[Tugas Latihan]
#1 Jawablah pertanyaan berikut berdasarkan teks tentang TPST Bantargebang di bawah.
(a) Berapa ton sampah per hari yang dikirim ke TPA Sumurbatu?
(b) Berapa truk yang mengangkut sampah yang masuk ke TPST?
(c) Di kali mana sarana pengendalian badan air disediakan menurut butir ketujuh pengalokasian dana kompensasi?
#2 Salin ulang tanpa perubahan bagian teks tentang TPST Bantargebang di bawah, yaitu bagian yang dibuka dengan kata-kata yang memuat "Sekarang sampah yang" dan ditutup dengan "sampah plastik konvesnional.".
#3 Tuliskan lanjutan teks tentang TPST Bantargebang di bawah, dimulai sesudah kalimat terakhirnya.

[Kutipan Halaman]

Pengalokasian Dana Kompensasi (PKS Tahun 2021): 1. Pencegahan dan penanggulangan pencemaran dan/atau kerusakan lingkungan; 2. Pemulihan lingkungan; 3. Kesehatan; 4. Pendidikan; 5. Bantuan langsung tunai dan pertanggungan kematian (polis) bagi warga yang terkena dampak TPST Bantargebang; 6. Pengembangan dan penyediaan prasarana, sarana persampahan dan pendukung lainnya dengan tetap memperhatikan prioritas kegiatan penanggulangan dan pemulihan lingkungan; 7. Penyediaan sarana dan prasarana pengendalian badan air dari hulu ke hilir di Kali Asem dengan melakukan restorasi dan normalisasi.

Banyak proyek dan kegiatan yang mendapat pendanaan dari Pemprov DKI Jakarta. Semestinya dapat mempercepat pemulihan dan perlindungan lingkungan dan kesehatan Masyarakat sekitar TPST Bantargebang. Tetapi, faktanya kerusakan lingkungan makin memprihatinkan.

Sekarang sampah yang masuk ke TPST sekitar 7.500-7.800 ton/hari, yang diangkut oleh sebanyak 1.300 truk. Wilayah Kecamatan Bantargebang juga menampung sampah Kota Bekasi. Sekitar 1.500 ton/hari sampah dikirim ke TPA Sumurbatu. Jadi, keseluruhan sampah yang masuh Bantargebang sekitar 9.500-10.000 ton/hari, didominasi sampah plastik konvesnional.

Baris kutipan dari sebuah kumpulan:
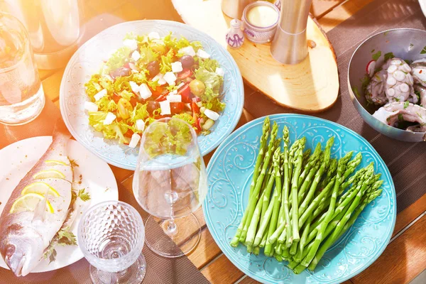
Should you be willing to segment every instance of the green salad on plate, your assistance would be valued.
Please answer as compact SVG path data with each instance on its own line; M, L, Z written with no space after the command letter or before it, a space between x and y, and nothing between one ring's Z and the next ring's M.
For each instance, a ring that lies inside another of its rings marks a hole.
M145 128L179 118L207 135L225 108L224 71L201 43L129 33L85 84L89 124L105 138L135 148Z

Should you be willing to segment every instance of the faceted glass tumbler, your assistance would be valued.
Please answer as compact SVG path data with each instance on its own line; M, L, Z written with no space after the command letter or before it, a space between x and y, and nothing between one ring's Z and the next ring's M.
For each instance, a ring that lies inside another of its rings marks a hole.
M145 228L131 205L107 201L89 208L79 224L77 239L91 264L94 283L140 283L143 279Z

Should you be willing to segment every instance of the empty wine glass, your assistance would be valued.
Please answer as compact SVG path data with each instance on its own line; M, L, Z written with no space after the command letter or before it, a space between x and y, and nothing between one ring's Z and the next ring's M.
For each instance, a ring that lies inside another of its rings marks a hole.
M151 250L173 258L197 246L201 228L192 212L204 201L207 183L197 134L191 126L176 118L158 119L149 125L142 136L133 190L139 204L151 215L145 224L146 229L161 228L167 235L147 236Z
M143 279L143 222L131 205L106 201L89 208L79 224L77 239L94 283L139 284Z

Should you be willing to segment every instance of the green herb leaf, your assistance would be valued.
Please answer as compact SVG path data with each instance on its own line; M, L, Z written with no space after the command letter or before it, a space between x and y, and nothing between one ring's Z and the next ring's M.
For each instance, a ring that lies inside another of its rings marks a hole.
M385 53L385 61L387 61L388 59L393 58L395 58L395 55L393 55L393 53Z
M354 87L352 88L352 92L354 92L354 94L355 94L358 99L361 98L361 96L359 95L359 92L358 92L358 88L356 87Z
M85 190L86 190L83 188L80 190L78 192L78 197L80 200L82 200L82 201L87 201L90 200L90 195L89 192L85 192Z
M49 256L49 264L50 264L50 263L52 263L56 260L56 255L57 255L56 250L55 248L52 248L52 251Z
M61 246L77 246L77 238L69 226L61 229L58 232L58 244Z
M374 60L378 60L381 56L381 51L378 50L377 53L374 53L371 58Z
M70 163L71 164L72 167L80 167L80 165L77 163L75 160L70 159Z

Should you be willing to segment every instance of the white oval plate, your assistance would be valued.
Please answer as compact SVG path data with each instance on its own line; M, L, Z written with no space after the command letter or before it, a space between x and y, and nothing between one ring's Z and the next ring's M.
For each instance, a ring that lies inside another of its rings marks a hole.
M33 137L21 140L0 150L0 214L12 192L21 180L41 158L52 143L52 136ZM118 200L119 189L111 168L78 142L70 140L67 145L68 157L79 165L74 169L75 179L82 175L82 183L90 194L90 200L82 202L82 213L90 206L106 200ZM78 223L82 214L78 214L71 227L77 236ZM77 246L56 248L56 260L49 264L48 260L43 260L32 271L46 272L61 268L72 264L83 258L83 253ZM0 267L9 269L0 257Z

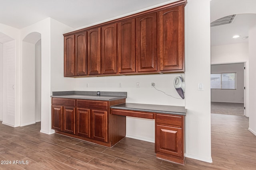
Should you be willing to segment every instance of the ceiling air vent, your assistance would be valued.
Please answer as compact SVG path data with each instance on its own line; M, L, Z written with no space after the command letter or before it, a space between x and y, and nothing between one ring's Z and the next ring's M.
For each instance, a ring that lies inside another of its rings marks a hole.
M212 22L211 27L215 26L221 25L222 25L226 24L232 23L233 20L235 18L236 15L231 15L226 17L222 17L215 21Z

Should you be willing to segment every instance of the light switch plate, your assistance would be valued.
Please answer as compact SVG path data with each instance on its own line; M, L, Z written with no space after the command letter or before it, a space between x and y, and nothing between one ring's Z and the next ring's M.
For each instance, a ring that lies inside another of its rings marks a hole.
M204 90L204 84L202 83L198 83L198 90Z

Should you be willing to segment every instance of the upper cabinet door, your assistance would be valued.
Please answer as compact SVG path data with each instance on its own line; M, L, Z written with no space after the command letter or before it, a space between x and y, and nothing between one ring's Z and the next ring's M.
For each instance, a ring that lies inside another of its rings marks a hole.
M184 5L159 12L160 71L184 70Z
M86 75L87 74L87 32L76 34L75 38L75 74L76 76Z
M64 76L75 75L75 35L64 37Z
M102 27L101 36L102 74L117 72L116 23Z
M88 31L88 73L100 74L100 28Z
M135 19L117 23L118 72L135 72Z
M138 72L157 70L157 14L136 18L136 51Z

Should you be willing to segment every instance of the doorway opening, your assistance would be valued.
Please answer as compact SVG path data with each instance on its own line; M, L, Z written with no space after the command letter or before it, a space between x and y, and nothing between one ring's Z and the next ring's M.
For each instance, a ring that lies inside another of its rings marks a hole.
M22 41L21 126L41 121L41 48L40 33Z

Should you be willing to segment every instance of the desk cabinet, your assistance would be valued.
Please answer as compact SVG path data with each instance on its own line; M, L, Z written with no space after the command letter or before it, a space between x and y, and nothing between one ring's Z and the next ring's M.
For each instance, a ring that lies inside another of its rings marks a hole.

[Jawaban Tiap Tugas]
#1
(a) Sekitar 1.500 ton/hari.
(b) Sebanyak 1.300 truk.
(c) Di Kali Asem.

#2
Sekarang sampah yang masuk ke TPST sekitar 7.500-7.800 ton/hari, yang diangkut oleh sebanyak 1.300 truk. Wilayah Kecamatan Bantargebang juga menampung sampah Kota Bekasi. Sekitar 1.500 ton/hari sampah dikirim ke TPA Sumurbatu. Jadi, keseluruhan sampah yang masuh Bantargebang sekitar 9.500-10.000 ton/hari, didominasi sampah plastik konvesnional.

#3
Data pertambahan volume sampah ke TPST Bantargebang. Tahun 2015 rata-rata sebanyak 6.419,14 ton/hari. Tahun 2016 rata-rata sebanyak 6.561,99 ton/hari. Tahun 2017 rata-rata sebanyak 6.875,49 ton/hari. Tahun 2018 rata-rata sebanyak 7.452,60 ton/hari. Tahun 2019 rata-rata sebanyak 7.702,07 ton/hari. Artinya secara faktual terjadi peningkatan sampah Jakarta yang dikirim ke TPST Bantargebang dalam kurun 4-5 tahun cukup besar.

Jumlah volume sampah akan terus bertambah jika dibiarkan dan tidak diolah secara serius dan profesional akan menimbulkan gunung-gunung sampah, perluasan lahan dengan menggilas pemukiman warga sekitar. Pengelolaan sampah yang buruk akan menimbulkan tragedi kemanuisan dan lingkungan hidup.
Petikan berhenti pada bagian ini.